* [Задание 1]
Перепишите дословно записи набора от строки с «Task: locate the dress» до конца записей включительно.

* [Отрывок]
========================================================================

Фото: Жанна Ахметова / Instagram

— В 2020 году из-за пандемии коммуникация усложнилась?

— Да, тогда летать вообще было невозможно. И когда все границы были закрыты, следствие мне сказало: «Обязательно надо быть» — и я была за невозможные деньги.

— О чем вас обычно спрашивали следователи?

— Да все по-разному. Адвокаты [Меджидова] говорят, что у меня разные показания. Так это потому, что в течение двух лет я давала показания разным следователям и каждый записывал по-разному.

— Сколько всего следователей сменилось?

— Четыре-пять, как-то так.

— Меджидова арестовали в июле 2020 года. Вы знаете, что в это время против его отца Мухтара Меджидова тоже расследовалось дело?

— Оно начало расследоваться гораздо раньше, а в то время он был под домашним арестом.

========================================================================

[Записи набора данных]

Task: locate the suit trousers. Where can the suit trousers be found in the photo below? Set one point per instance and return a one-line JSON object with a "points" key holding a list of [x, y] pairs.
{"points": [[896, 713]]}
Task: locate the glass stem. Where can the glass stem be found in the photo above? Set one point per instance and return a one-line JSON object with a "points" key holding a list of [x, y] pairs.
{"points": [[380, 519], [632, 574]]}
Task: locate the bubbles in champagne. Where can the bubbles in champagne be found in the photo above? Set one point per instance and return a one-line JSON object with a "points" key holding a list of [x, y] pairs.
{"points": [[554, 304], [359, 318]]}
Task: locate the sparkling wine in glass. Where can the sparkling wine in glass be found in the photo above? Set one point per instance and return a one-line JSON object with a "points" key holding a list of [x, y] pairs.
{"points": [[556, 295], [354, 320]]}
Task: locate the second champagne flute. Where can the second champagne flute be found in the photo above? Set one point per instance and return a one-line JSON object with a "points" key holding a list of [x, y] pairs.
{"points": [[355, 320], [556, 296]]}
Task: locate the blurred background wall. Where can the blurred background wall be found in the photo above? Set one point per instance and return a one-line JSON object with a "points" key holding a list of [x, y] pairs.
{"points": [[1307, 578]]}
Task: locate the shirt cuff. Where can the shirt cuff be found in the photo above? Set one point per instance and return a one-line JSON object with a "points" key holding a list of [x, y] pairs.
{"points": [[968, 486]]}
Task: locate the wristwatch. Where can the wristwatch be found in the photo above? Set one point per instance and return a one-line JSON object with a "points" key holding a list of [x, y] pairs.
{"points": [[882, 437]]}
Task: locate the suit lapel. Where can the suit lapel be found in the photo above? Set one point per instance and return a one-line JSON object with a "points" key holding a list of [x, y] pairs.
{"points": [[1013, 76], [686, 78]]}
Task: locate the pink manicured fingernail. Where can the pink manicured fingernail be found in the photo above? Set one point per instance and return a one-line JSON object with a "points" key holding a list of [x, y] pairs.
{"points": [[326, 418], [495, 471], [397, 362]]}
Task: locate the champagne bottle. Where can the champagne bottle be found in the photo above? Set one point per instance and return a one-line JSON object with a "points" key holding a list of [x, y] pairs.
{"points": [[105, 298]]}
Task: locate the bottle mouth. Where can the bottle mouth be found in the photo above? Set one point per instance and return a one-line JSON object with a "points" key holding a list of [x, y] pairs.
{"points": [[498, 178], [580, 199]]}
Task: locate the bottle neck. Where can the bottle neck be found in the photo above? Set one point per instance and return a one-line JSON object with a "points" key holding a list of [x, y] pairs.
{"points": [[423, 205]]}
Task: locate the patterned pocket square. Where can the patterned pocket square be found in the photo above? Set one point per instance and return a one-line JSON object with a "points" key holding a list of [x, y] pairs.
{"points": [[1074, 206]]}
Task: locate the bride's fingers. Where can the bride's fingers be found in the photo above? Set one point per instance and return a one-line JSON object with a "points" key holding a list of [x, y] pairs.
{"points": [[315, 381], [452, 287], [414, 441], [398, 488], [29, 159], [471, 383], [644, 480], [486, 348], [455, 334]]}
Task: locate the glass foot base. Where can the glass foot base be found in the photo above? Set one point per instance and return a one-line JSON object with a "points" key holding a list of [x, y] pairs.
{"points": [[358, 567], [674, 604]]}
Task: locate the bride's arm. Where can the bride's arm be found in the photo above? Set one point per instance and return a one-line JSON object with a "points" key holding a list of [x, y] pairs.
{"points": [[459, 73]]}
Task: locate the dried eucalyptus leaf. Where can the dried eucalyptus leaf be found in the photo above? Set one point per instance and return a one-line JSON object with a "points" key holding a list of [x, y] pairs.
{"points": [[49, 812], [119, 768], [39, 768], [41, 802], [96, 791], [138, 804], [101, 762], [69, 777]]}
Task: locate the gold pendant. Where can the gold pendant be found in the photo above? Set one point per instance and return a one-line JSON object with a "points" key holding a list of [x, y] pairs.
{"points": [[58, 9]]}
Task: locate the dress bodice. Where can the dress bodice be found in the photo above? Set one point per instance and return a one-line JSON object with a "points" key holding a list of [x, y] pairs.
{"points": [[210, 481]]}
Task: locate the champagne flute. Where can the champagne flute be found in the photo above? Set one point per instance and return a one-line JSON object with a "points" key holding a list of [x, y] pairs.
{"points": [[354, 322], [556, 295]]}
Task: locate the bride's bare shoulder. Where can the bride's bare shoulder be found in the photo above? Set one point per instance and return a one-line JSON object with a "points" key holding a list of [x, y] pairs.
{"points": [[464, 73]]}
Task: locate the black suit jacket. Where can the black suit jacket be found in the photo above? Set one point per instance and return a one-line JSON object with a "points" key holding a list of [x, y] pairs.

========================================================================

* [Задание 2]
Кратко перескажите абзац отрывка, который начинается словами «Да все по-разному», и сохраните его главные факты.

* [Результат 1]
Task: locate the dress bodice. Where can the dress bodice be found in the photo above? Set one point per instance and return a one-line JSON object with a "points" key holding a list of [x, y] pairs.
{"points": [[210, 481]]}
Task: locate the champagne flute. Where can the champagne flute be found in the photo above? Set one point per instance and return a one-line JSON object with a "points" key holding a list of [x, y] pairs.
{"points": [[354, 322], [556, 295]]}
Task: locate the bride's bare shoulder. Where can the bride's bare shoulder be found in the photo above? Set one point per instance and return a one-line JSON object with a "points" key holding a list of [x, y] pairs.
{"points": [[464, 73]]}
Task: locate the black suit jacket. Where can the black suit jacket be found in the photo above? Set one point per instance and return a one-line JSON object with a "points" key holding a list of [x, y] pairs.

* [Результат 2]
Адвокаты Меджидова говорят о расхождениях в показаниях. Расхождения объясняются тем, что два года показания записывали разные следователи, и каждый делал это по-своему.